# Extrait à lire
►

Et entre autres choses, le support formel fournit une syntaxe. Ce sont les règles de cette syntaxe qui permettent au vide entre l’eau et la montagne d’être lu comme nuage, de recevoir un investissement figuratif, autrement dit d’être en attente de plénitude.

Dans la tradition chinoise, le vide est associé à l’opposition visible / invisible sur laquelle il nous faudrait aussi revenir. François Cheng écrit :

« Elle [l’opposition visible / invisible] s’applique surtout à la peinture paysagiste où l’artiste doit cultiver l’art de ne pas tout montrer, afin de maintenir vivant le souffle et intact le mystère. Cela se traduit par l’interruption des traits (les traits trop liés étouffent le souffle), et par l’omission, partielle ou totale, des figures dans le paysage. »

L’interruption du trait est nécessaire à l’effet de « discontinuité » et à l’émergence du vide, la discontinuité donne dynamisme et permet la « réversibilité » des figures : l’eau devient montagne et la montagne devient eau, discontinuité que la peinture occidentale a tendance à combler, préférant la continuité des lignes. On pense au jeu des courbes et contre-courbes par exemple chez Rubens, jeu qui assure la jonction des motifs entre eux et, sans doute, une autre forme de dynamisme, celui de la circulation du regard sur la surface de la toile. Le vide n’est pas dans l’absence d’objets, mais dans l’absence de relation entre objets. Rappelons les termes utilisés par Focillon. Quand il y a annulation du vide, les formes

« tendent à épouser leurs courbes respectives, à se rejoindre, à se mêler. […] elles passent à cette continuité onduleuse, où le rapport des parties cesse d’être discernable, où le commencement et la fin sont soigneusement cachés. »

Note de bas de page 13 :

 Escher, L’Air et l’eau I, 1938, xylogravure, 440X440, L’Air et l’eau II, 1938, xylogravure, 410X620. Nous avons déjà analysé cet exemple dans « De la mise en image d’une métamorphose à la métamorphose d’une image », Le Sens de la métamorphose, op. cit., pp. 127-138.

◄

# Données à traiter
►

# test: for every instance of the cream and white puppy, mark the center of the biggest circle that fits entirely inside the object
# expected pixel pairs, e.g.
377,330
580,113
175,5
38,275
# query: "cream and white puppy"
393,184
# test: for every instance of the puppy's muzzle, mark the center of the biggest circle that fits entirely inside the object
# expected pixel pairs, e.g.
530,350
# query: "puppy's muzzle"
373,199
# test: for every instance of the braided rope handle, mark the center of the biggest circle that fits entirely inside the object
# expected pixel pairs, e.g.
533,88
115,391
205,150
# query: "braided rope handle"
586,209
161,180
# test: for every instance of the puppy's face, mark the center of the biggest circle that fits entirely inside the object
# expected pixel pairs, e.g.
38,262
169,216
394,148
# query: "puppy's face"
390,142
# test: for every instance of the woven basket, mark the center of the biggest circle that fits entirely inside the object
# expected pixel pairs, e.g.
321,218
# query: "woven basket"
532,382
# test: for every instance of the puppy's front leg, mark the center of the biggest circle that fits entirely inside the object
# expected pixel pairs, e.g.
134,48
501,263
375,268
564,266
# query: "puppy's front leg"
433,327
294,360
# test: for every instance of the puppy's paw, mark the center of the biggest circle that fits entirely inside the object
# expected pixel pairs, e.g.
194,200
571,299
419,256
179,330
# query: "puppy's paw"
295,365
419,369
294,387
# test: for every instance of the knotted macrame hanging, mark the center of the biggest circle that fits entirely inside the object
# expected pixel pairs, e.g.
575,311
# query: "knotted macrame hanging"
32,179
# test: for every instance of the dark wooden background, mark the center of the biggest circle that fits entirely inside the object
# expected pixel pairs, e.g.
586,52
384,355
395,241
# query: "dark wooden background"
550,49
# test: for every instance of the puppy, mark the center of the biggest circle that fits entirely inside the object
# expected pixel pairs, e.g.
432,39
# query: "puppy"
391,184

◄

# Travail à faire
(a) Extrayez chaque ligne des enregistrements contenant la chaîne "wooden", en tenant compte de la casse.
(b) Rédigez la suite de l'extrait sur le vide en peinture, à partir de sa dernière phrase.
L'extrait sur le vide en peinture et les enregistrements forment deux matériaux indépendants.

# Résultats de l'exercice
(a)
# test: for every instance of the dark wooden background, mark the center of the biggest circle that fits entirely inside the object
# query: "dark wooden background"

(b)
« Métamorphose » et « réversibilité des figures », l’utilisation de ces deux termes ou expressions nous amène à évoquer un exemple emprunté à l’œuvre de Escher. Il s’agit de L’Air et l’eau13. Dans le rapport de la figure au fond, et à cet endroit-là se pose peut-être la question de la distinction entre fond et support formel, la stabilité perceptive du contour n’est pas assurée. Le contour appartient perceptivement à la figure et sa fonction est de la cerner, mais si l’objet de cette fonction varie, passe de la figure au fond, le fond devient alors, à son tour, figure. Ce ne sont pas les poissons qui se transforment en oiseaux mais bien la figure du poisson qui devient fond pour des oiseaux qui n’étaient au départ que le fond pour le motif des poissons. La métamorphose ne se réalise pas directement sur la base d’une communauté de traits graphiques entre les motifs mais par le changement de statut du fond et du vide qu’il constitue. Et l’investissement sémantique du fond ne se fait pas par voisinage isotopique, comme le suggère le titre, ni par voisinage topologique comme dans la peinture chinoise, mais par manipulation progressive d’une configuration plastique au départ dépourvue de signification. Le fond noir ne correspond pas à l’eau, pas plus que le fond clair ne correspond à l’air, ces deux éléments sont plutôt évoqués métonymiquement par les motifs des poissons et des oiseaux, ils sont avant tout formes vides, c’est-à-dire disponibles pour accueillir l’iconicité du motif. Virtualisation d’une première figure au profit du fond, qui s’actualise alors comme deuxième figure sur la surface d’inscription que lui prête la première. Pour ce jeu de virtualisation ou d’actualisation et de réalisation de la figure, le fond doit être perçu sur le mode de la contradiction pour que s’actualise son contraire, la figure, et pour le parcours inverse, c’est la figure qui rejoint son contraire, le fond, par l’intermédiaire de sa contradiction. Le contraire n’est pas une négation mais se présente comme une autre affirmation dont l’actualisation passe par la négation du premier terme sur le mode de la contradiction.

Dans ce jeu d’échange de rôles, le fond, noir ou blanc, se présente comme du figural avant d’accueillir le figuratif, du visuel avant d’offrir du visible. La métamorphose se fait alors événement visuel, événement auquel participe le regard du spectateur, ou dans lequel est largement impliqué le regard du spectateur.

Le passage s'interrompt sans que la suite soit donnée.